-- Compito --
Restituisci tutte le righe dei dati seguenti come lista JSON di stringhe, una stringa per riga, omettendo le righe vuote.

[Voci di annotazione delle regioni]
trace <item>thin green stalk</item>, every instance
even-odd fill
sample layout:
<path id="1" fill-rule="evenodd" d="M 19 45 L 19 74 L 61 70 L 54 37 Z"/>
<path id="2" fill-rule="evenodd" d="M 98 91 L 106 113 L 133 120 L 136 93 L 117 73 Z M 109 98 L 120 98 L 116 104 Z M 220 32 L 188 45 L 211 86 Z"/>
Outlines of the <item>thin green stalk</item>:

-- Risultato corretto --
[
  "trace <item>thin green stalk</item>, every instance",
  "even-odd fill",
  "sample layout:",
  "<path id=\"1\" fill-rule=\"evenodd\" d=\"M 19 45 L 19 74 L 61 70 L 54 37 Z\"/>",
  "<path id=\"2\" fill-rule=\"evenodd\" d=\"M 98 91 L 106 113 L 133 120 L 136 93 L 117 73 Z M 109 98 L 120 98 L 116 104 Z M 220 32 L 188 45 L 211 86 Z\"/>",
  "Outlines of the <item>thin green stalk</item>:"
]